Records from a data source:
- Opening Delimiter -

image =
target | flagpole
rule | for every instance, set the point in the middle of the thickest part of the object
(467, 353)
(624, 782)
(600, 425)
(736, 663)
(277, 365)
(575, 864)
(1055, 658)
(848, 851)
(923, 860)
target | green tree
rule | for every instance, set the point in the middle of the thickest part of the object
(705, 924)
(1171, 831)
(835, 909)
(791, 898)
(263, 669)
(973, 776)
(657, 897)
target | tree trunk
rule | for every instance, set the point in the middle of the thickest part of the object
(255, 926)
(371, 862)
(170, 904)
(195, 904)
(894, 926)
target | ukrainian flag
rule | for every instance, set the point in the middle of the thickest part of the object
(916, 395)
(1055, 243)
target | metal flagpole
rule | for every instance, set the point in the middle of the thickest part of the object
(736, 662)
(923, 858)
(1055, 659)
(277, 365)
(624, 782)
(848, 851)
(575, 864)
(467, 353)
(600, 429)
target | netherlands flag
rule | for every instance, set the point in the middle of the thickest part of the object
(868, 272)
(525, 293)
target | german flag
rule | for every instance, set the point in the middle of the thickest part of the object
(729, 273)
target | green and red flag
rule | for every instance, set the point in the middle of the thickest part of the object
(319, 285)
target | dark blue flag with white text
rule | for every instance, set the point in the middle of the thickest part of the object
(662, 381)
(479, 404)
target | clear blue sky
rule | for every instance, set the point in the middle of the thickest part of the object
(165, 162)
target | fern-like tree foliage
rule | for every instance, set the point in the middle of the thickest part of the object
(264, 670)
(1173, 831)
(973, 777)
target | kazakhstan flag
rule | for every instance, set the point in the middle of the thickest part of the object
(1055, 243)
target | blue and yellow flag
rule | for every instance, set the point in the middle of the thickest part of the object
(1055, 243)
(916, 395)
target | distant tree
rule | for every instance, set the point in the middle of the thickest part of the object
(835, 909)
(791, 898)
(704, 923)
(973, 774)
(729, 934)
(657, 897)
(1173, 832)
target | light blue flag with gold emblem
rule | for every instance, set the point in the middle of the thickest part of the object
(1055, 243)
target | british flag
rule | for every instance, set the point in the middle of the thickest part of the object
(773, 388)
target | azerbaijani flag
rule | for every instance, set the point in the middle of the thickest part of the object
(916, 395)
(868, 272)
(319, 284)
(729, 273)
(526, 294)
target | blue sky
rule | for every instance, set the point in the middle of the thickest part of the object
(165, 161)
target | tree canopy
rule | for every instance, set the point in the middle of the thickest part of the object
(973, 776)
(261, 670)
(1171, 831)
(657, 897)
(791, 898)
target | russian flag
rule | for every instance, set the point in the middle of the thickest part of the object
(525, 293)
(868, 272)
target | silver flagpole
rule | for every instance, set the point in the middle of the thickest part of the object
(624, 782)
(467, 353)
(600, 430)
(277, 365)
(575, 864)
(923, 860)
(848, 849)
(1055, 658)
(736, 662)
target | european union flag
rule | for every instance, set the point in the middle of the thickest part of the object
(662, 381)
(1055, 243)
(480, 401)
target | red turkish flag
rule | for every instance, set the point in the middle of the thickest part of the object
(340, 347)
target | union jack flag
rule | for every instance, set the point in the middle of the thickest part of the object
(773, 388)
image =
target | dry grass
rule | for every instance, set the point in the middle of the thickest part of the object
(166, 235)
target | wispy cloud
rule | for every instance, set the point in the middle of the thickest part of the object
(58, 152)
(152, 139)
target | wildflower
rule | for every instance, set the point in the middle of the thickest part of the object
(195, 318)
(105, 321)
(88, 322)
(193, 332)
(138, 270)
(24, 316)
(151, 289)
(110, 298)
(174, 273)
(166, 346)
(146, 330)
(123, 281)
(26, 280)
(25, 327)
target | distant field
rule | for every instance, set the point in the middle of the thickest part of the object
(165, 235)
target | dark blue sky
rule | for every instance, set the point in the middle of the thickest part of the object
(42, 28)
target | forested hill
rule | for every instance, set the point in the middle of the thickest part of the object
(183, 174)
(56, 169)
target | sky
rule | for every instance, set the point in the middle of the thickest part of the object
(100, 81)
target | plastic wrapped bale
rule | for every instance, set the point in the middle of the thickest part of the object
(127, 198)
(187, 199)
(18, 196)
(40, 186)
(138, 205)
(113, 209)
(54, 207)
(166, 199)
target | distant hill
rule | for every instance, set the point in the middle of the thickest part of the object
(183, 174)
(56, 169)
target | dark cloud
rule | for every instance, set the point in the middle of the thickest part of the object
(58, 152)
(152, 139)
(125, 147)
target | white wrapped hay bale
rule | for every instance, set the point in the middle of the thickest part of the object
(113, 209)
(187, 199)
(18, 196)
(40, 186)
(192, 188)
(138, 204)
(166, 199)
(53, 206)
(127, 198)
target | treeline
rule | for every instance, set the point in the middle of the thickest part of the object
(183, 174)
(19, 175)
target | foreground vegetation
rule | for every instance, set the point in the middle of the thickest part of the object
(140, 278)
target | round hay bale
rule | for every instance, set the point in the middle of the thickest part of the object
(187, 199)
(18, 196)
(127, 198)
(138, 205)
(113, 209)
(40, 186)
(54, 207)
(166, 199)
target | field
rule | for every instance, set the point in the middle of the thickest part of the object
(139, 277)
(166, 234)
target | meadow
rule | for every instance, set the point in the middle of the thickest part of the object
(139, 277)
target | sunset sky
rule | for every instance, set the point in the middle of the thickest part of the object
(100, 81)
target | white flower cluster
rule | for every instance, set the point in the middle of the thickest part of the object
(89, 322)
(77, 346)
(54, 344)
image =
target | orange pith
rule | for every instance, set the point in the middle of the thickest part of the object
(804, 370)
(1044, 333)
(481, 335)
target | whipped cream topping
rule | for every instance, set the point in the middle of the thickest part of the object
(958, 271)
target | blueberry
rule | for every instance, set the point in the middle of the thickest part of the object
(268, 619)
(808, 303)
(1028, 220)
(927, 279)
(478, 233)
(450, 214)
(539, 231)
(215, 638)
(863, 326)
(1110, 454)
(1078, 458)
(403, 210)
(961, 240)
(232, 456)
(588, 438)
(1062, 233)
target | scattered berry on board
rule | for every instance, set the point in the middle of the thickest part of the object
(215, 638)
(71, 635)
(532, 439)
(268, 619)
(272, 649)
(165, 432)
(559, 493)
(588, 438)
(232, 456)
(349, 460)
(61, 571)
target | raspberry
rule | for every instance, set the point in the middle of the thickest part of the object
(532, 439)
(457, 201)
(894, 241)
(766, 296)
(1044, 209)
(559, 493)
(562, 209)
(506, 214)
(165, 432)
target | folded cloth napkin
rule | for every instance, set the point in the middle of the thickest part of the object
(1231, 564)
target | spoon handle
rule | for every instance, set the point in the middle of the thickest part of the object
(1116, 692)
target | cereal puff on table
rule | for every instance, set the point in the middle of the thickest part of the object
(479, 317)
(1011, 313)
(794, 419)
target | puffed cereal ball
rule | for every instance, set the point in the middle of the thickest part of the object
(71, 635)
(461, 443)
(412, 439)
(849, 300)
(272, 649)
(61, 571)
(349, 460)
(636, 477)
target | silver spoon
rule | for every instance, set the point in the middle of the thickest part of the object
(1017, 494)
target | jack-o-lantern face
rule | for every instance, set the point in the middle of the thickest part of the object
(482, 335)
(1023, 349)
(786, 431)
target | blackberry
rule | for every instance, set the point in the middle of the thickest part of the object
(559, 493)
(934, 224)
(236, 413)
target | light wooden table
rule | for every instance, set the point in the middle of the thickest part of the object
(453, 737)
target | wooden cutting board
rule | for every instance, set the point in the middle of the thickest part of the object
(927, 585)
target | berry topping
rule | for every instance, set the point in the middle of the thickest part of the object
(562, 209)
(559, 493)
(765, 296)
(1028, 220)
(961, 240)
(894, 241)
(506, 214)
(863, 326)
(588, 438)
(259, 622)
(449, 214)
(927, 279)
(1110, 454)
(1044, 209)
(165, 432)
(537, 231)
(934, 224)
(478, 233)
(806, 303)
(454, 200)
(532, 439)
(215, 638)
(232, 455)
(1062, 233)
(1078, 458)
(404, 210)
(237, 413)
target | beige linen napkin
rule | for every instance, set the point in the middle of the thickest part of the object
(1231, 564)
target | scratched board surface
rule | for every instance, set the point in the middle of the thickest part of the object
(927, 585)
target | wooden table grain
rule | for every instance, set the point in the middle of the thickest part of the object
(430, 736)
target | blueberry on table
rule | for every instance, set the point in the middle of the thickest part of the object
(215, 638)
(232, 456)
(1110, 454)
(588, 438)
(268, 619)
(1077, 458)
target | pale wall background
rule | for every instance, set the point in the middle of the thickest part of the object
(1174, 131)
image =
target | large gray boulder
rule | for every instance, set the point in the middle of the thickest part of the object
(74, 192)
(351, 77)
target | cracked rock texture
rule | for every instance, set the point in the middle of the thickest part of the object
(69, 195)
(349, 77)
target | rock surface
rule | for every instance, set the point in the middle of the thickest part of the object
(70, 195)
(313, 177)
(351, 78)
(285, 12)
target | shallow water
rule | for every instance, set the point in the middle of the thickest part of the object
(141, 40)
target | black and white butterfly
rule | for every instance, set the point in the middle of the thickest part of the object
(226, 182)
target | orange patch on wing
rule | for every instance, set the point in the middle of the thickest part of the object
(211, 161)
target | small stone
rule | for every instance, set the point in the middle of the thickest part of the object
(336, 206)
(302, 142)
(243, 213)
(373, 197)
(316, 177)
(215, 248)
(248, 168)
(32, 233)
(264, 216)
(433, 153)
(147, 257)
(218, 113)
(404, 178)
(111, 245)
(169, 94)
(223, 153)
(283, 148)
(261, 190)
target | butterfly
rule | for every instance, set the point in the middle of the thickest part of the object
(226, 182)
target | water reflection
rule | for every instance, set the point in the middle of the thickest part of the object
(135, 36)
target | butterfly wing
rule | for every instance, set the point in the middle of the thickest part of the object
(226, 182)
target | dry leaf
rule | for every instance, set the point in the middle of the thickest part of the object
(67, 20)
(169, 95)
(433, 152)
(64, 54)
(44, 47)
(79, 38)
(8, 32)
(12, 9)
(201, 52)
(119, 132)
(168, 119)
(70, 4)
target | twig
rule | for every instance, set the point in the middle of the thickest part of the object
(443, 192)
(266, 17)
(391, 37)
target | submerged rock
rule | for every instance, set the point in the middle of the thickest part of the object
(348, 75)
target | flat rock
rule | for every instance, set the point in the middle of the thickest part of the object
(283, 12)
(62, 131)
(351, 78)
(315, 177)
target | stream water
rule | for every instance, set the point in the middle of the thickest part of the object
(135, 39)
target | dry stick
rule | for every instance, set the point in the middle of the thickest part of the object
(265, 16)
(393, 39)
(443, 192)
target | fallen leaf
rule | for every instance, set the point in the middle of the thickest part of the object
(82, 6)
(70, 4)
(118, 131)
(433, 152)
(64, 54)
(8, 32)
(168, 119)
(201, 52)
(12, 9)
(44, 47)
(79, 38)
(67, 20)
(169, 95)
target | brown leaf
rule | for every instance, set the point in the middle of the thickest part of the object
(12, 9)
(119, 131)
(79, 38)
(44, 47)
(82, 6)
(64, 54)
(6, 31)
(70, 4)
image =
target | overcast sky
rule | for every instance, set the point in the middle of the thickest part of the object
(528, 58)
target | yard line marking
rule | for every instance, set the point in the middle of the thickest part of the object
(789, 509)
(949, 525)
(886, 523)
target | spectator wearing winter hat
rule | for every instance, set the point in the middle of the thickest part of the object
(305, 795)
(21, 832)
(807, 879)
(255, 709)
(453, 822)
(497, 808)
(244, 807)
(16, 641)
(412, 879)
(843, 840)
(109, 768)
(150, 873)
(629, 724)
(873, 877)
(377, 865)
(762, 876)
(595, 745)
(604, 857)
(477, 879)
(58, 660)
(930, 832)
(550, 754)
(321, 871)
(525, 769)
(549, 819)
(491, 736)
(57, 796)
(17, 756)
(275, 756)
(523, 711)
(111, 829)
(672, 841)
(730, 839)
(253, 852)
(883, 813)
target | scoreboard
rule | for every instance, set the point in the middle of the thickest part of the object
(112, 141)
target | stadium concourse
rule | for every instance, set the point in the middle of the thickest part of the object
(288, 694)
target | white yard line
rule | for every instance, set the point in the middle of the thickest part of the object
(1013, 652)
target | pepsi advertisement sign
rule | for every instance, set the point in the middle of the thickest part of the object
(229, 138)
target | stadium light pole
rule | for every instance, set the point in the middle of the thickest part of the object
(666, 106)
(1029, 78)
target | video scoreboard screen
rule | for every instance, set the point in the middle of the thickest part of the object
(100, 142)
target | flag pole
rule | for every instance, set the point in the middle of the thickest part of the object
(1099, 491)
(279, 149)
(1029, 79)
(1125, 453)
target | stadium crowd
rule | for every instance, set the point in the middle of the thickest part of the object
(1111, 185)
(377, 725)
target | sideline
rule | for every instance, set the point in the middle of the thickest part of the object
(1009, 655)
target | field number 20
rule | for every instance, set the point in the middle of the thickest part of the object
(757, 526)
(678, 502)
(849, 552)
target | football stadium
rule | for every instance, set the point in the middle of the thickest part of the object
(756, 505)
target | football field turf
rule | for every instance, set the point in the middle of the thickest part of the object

- Closing Delimiter -

_What is expected_
All lines above from the line with "target | distant tree" through the line with "target | british flag", both included, are to be set down exactly, with nothing else.

_Response to this exercise_
target | distant tree
rule | for every instance, set the point in the middle of the thickest part of the object
(835, 909)
(791, 898)
(704, 923)
(973, 774)
(729, 934)
(657, 897)
(1173, 832)
target | light blue flag with gold emblem
rule | for every instance, set the point in the middle of the thickest part of the object
(1055, 243)
target | british flag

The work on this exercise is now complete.